§ WRITTEN EXERCISE: Copy out every one of the records below, line for line, without changing anything.

════

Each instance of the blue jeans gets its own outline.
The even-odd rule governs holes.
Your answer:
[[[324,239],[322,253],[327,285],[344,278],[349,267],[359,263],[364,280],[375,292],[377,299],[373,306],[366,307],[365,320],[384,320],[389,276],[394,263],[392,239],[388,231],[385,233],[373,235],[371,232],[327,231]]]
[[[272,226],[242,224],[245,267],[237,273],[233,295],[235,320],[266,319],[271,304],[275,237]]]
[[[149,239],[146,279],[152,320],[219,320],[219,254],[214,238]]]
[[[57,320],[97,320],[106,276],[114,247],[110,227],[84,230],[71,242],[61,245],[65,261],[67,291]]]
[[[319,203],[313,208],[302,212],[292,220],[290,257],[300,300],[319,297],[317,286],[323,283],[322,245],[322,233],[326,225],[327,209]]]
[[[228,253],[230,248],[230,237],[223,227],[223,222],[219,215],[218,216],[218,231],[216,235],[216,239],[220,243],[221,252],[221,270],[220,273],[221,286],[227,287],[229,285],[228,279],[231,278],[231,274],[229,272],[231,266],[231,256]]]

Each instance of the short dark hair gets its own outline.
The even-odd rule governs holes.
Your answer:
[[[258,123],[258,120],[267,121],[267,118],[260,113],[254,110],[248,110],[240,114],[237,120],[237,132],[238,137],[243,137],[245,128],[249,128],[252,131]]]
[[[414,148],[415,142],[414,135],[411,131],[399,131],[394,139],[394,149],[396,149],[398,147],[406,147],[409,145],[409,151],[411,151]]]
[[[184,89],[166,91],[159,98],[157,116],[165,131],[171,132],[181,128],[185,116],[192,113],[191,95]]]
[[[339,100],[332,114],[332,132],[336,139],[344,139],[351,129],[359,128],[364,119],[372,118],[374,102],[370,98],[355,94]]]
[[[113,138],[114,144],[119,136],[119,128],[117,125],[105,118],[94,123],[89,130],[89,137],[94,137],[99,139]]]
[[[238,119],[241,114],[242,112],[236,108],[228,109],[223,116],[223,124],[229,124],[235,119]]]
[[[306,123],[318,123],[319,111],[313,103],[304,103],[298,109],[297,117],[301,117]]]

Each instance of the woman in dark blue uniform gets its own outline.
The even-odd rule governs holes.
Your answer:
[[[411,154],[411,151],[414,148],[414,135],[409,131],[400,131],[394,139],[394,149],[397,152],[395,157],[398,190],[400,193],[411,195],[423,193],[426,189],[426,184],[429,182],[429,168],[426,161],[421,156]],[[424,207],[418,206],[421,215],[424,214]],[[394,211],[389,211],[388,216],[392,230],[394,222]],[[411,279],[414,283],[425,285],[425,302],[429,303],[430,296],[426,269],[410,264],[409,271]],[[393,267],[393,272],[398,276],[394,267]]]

════

§ THE RESPONSE:
Each instance of the blue jeans gets its own outline.
The even-odd rule governs holes.
Your answer:
[[[324,239],[322,253],[327,285],[344,278],[349,267],[359,263],[364,280],[375,292],[377,299],[373,306],[366,307],[365,320],[384,320],[389,276],[394,263],[392,239],[388,231],[385,233],[373,235],[371,232],[327,231]]]
[[[272,226],[242,224],[245,267],[237,273],[233,295],[235,320],[266,319],[271,304],[275,237]]]
[[[149,239],[146,279],[152,320],[219,320],[219,254],[214,238]]]
[[[57,320],[97,320],[106,276],[114,247],[110,227],[84,230],[71,242],[61,245],[65,261],[67,291]]]
[[[319,203],[313,208],[302,212],[292,220],[290,257],[300,300],[319,297],[317,286],[323,283],[322,245],[322,233],[326,225],[327,209]]]
[[[228,253],[230,248],[230,237],[223,227],[223,222],[219,215],[218,216],[218,231],[216,235],[216,239],[220,243],[221,252],[221,270],[220,273],[221,286],[227,287],[229,285],[228,279],[231,278],[231,274],[229,272],[231,266],[231,256]]]

Each instance of the short dark hair gets its own outline.
The even-odd rule governs holes.
Your answer:
[[[258,123],[258,120],[267,121],[267,118],[260,113],[254,110],[248,110],[240,114],[237,120],[237,132],[238,137],[243,137],[245,128],[249,128],[252,131]]]
[[[414,148],[415,142],[414,135],[411,131],[399,131],[394,139],[394,149],[396,149],[398,147],[406,147],[409,145],[409,151],[411,151]]]
[[[184,89],[166,91],[159,98],[157,116],[165,131],[171,132],[181,128],[185,116],[192,113],[191,95]]]
[[[339,100],[332,114],[332,132],[336,139],[344,139],[351,129],[359,128],[364,119],[372,118],[374,102],[370,98],[355,94]]]
[[[113,138],[114,144],[119,136],[119,128],[117,125],[105,118],[94,123],[89,130],[89,137],[94,137],[99,139]]]
[[[238,119],[241,114],[242,112],[236,108],[228,109],[223,116],[223,124],[229,124],[235,119]]]
[[[306,123],[318,123],[319,111],[313,103],[304,103],[298,109],[297,117],[301,117]]]

Each instance of the woman in dark blue uniform gets its own outline.
The even-odd rule governs holes.
Your answer:
[[[411,154],[411,151],[414,148],[414,135],[409,131],[400,131],[394,139],[394,149],[397,152],[395,157],[398,190],[400,193],[411,195],[423,193],[426,189],[426,184],[429,182],[429,168],[426,161],[421,156]],[[424,207],[418,206],[421,215],[424,214]],[[394,211],[389,211],[388,216],[392,230],[394,222]],[[411,279],[414,283],[425,285],[425,302],[429,303],[430,296],[426,269],[410,264],[409,271]],[[393,267],[393,272],[398,276],[394,267]]]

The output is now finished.